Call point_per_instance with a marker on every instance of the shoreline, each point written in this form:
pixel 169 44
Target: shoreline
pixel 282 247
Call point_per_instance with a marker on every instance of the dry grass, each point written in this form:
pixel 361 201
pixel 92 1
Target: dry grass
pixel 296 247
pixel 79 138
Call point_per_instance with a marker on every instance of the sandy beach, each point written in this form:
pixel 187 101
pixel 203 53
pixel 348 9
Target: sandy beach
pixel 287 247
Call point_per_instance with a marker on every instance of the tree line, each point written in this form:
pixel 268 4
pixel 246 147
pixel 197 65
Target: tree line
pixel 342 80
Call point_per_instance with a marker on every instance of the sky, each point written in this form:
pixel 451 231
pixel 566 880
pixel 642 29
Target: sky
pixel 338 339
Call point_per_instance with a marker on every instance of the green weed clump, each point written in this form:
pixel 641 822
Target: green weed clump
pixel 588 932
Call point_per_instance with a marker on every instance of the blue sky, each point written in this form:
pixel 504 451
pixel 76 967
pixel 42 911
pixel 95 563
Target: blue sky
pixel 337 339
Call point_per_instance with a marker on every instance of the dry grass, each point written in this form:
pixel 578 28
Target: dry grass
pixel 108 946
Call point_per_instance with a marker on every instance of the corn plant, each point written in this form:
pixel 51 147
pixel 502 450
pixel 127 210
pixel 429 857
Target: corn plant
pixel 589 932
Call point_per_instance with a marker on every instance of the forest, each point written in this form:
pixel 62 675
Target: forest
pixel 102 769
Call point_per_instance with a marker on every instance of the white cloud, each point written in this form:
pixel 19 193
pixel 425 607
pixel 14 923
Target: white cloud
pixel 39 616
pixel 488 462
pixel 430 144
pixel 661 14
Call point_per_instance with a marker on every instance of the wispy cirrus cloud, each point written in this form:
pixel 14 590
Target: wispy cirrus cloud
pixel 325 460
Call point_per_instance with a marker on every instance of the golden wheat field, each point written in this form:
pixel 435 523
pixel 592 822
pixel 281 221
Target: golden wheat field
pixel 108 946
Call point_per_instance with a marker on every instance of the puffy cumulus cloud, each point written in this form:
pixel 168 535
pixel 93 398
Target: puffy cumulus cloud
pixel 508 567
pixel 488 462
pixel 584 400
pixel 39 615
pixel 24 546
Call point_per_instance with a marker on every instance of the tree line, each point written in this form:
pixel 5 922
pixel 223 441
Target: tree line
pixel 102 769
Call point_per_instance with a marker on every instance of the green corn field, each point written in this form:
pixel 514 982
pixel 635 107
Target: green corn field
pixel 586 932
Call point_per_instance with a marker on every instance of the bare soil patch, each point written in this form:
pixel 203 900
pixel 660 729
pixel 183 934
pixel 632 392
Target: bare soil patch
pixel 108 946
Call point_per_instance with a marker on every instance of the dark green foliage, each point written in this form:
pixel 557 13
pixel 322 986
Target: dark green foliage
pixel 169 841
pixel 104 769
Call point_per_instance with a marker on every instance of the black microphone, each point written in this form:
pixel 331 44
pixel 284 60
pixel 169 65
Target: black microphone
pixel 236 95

◆ ◆ ◆ ◆ ◆

> [What needs to be done] Print all of the data above again, line for line, with no changes.

> [Final answer]
Call point_per_instance with a marker on every instance of the shoreline, each point written in this form:
pixel 169 44
Target: shoreline
pixel 282 247
Call point_per_instance with a marker on every instance of the dry grass, each point written in this form:
pixel 361 201
pixel 92 1
Target: dry grass
pixel 296 247
pixel 79 138
Call point_per_instance with a marker on every instance of the sandy beach, each point written in this form:
pixel 187 101
pixel 203 53
pixel 348 9
Target: sandy beach
pixel 287 247
Call point_per_instance with a marker on every instance of the tree line, each point written in this form:
pixel 268 4
pixel 246 147
pixel 197 65
Target: tree line
pixel 342 80
Call point_per_instance with a marker on every instance of the sky, each point written in this form:
pixel 451 231
pixel 566 880
pixel 642 29
Target: sky
pixel 338 339
Call point_per_instance with a marker on every instance of the green weed clump, each point written in this form:
pixel 641 822
Target: green weed clump
pixel 588 932
Call point_per_instance with a marker on every instance of the blue sky, each point written in this form:
pixel 504 451
pixel 76 967
pixel 42 911
pixel 95 563
Target: blue sky
pixel 337 339
Call point_per_instance with a marker on every instance of the dry grass, each point written in this form:
pixel 578 28
Target: dry grass
pixel 108 946
Call point_per_instance with a marker on every instance of the corn plant, each point written in this form:
pixel 51 147
pixel 502 450
pixel 127 210
pixel 429 857
Target: corn plant
pixel 589 932
Call point_per_instance with a marker on every instance of the forest, each point written in this form:
pixel 62 675
Target: forest
pixel 102 769
Call point_per_instance with a marker on every instance of the white cloud, each point written in this form:
pixel 19 193
pixel 425 607
pixel 14 923
Target: white cloud
pixel 39 616
pixel 488 462
pixel 430 144
pixel 661 14
Call point_per_instance with a marker on every instance of the wispy cirrus cloud, each point written in this form:
pixel 14 590
Target: wispy cirrus cloud
pixel 325 460
Call point_per_instance with a marker on every instance of the golden wheat field, each point written in this form:
pixel 435 523
pixel 592 822
pixel 281 221
Target: golden wheat field
pixel 108 946
Call point_per_instance with a marker on every instance of the puffy cumulus cloud, each point written in this form:
pixel 168 535
pixel 93 398
Target: puffy cumulus cloud
pixel 508 567
pixel 488 462
pixel 584 400
pixel 39 615
pixel 24 546
Call point_per_instance with a marker on every instance of the tree line, each point written in this form:
pixel 5 922
pixel 223 441
Target: tree line
pixel 102 769
Call point_per_instance with a marker on every instance of the green corn field, each point written in this form:
pixel 514 982
pixel 635 107
Target: green corn field
pixel 586 932
Call point_per_instance with a marker on every instance of the bare soil patch, each point written in this form:
pixel 203 900
pixel 660 729
pixel 183 934
pixel 632 392
Target: bare soil patch
pixel 108 946
Call point_per_instance with a marker on every instance of the dark green foliage, each point written in this form:
pixel 557 13
pixel 322 986
Target: dark green foliage
pixel 169 841
pixel 104 769
Call point_per_instance with a marker on every instance of the black microphone, each point written in this form:
pixel 331 44
pixel 284 60
pixel 169 65
Target: black microphone
pixel 236 95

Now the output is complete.